### Your objective
From the line with "Q: In the image above, where is the blue sky?" through the line with "Q: In the image above, where is the gray", repeat the entries verbatim, both end lines included, and add nothing.

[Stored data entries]
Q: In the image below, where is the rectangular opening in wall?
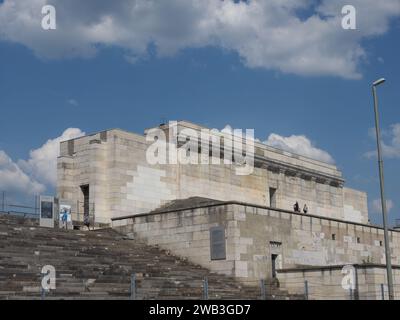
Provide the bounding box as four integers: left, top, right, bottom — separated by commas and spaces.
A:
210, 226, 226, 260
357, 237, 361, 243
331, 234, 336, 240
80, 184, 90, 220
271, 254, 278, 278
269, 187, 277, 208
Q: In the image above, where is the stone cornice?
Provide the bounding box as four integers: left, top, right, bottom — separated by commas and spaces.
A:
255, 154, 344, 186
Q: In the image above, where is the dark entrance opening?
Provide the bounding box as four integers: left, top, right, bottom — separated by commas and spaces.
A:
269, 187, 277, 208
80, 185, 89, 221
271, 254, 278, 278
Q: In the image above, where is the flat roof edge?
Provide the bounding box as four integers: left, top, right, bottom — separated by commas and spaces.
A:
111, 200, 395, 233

==

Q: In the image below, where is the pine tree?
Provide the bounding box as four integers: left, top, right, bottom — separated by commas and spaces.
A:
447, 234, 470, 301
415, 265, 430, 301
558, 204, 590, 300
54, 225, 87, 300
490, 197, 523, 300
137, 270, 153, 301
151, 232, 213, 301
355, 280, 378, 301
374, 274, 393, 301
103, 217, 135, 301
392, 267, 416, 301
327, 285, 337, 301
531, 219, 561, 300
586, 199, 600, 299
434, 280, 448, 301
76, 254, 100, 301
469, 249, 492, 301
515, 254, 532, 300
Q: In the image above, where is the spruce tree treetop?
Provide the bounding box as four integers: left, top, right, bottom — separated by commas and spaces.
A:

---

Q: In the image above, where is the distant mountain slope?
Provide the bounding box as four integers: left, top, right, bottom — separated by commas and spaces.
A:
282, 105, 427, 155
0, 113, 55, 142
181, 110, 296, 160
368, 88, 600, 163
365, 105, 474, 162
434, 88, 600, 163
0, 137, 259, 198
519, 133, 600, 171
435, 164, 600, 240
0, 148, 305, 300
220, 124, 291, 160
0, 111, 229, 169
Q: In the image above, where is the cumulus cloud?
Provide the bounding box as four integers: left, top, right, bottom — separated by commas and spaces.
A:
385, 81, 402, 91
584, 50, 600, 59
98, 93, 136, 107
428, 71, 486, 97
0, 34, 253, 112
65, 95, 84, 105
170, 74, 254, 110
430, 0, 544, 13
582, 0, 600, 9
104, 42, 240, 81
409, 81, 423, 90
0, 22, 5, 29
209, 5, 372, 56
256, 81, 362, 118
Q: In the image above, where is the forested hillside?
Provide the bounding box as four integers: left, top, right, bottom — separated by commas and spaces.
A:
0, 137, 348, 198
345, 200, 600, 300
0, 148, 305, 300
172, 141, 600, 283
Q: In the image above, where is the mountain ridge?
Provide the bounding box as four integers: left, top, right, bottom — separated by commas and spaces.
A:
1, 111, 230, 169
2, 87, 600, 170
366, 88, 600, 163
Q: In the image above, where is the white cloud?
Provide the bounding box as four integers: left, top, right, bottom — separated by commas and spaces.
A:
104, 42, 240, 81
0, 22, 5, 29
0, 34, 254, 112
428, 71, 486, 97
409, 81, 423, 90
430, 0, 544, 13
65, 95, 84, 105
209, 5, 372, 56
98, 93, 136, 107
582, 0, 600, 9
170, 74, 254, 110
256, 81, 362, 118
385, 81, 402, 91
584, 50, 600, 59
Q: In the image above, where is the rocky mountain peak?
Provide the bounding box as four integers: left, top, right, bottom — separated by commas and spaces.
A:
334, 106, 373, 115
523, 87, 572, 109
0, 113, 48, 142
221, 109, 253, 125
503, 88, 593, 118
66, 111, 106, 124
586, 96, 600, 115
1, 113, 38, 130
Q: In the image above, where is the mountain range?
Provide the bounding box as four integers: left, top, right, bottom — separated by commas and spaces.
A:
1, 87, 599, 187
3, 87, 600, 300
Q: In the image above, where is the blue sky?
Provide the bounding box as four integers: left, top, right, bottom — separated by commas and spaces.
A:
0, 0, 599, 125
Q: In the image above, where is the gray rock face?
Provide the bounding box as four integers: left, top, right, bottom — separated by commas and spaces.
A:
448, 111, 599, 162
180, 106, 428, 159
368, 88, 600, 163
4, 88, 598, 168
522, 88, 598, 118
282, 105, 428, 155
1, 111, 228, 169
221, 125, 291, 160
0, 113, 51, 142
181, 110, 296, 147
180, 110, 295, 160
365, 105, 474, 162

### Written reply
Q: In the image above, where is the blue sky?
Provide the bounding box as four integers: left, top, right, bottom — separated by commas and spaces.
A:
0, 0, 599, 125
Q: In the image above, where is the gray rock face?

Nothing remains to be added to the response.